## Instructions for the task
Please list each line of the data below that contains the word "photo".

## Dataset excerpts
§
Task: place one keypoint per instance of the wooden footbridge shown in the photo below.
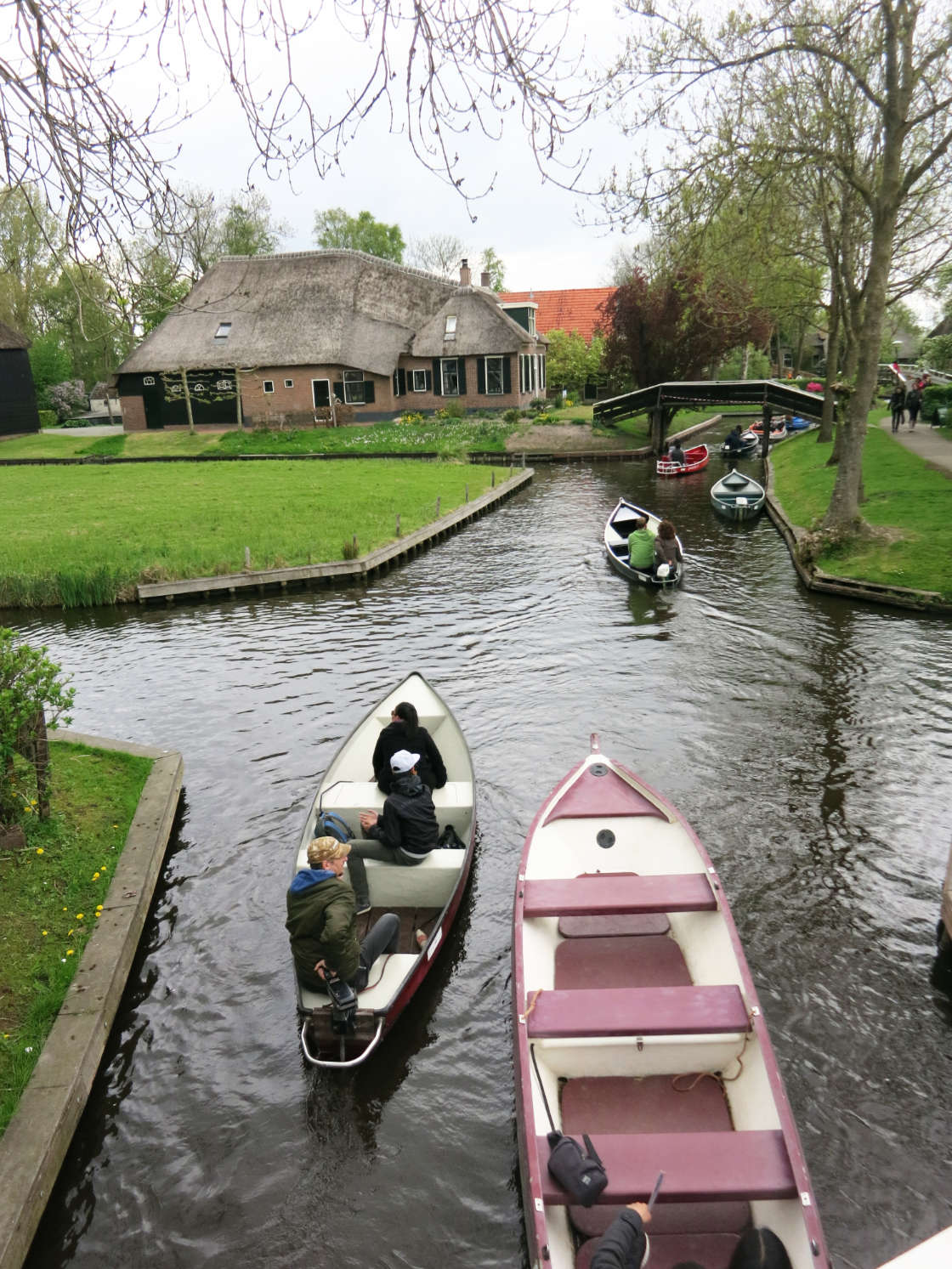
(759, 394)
§
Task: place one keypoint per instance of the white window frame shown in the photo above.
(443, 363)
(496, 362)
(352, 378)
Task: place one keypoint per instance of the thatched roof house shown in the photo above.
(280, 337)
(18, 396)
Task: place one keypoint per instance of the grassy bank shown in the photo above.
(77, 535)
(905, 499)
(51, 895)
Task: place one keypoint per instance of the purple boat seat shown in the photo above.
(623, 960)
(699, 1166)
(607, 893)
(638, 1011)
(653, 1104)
§
## Worked answer
Task: place one keypoint per instance of the wooden footbridge shown in the photo below.
Task: place one keypoint per instance of the white window frame shown in the photo above.
Task: place one keypoint per instance of the thatched roof house shown in the photo above.
Task: place one keypoint per instance of the grassy bank shown in the photo above.
Task: place one keypoint per instance of the purple boat seat shown in the photo above.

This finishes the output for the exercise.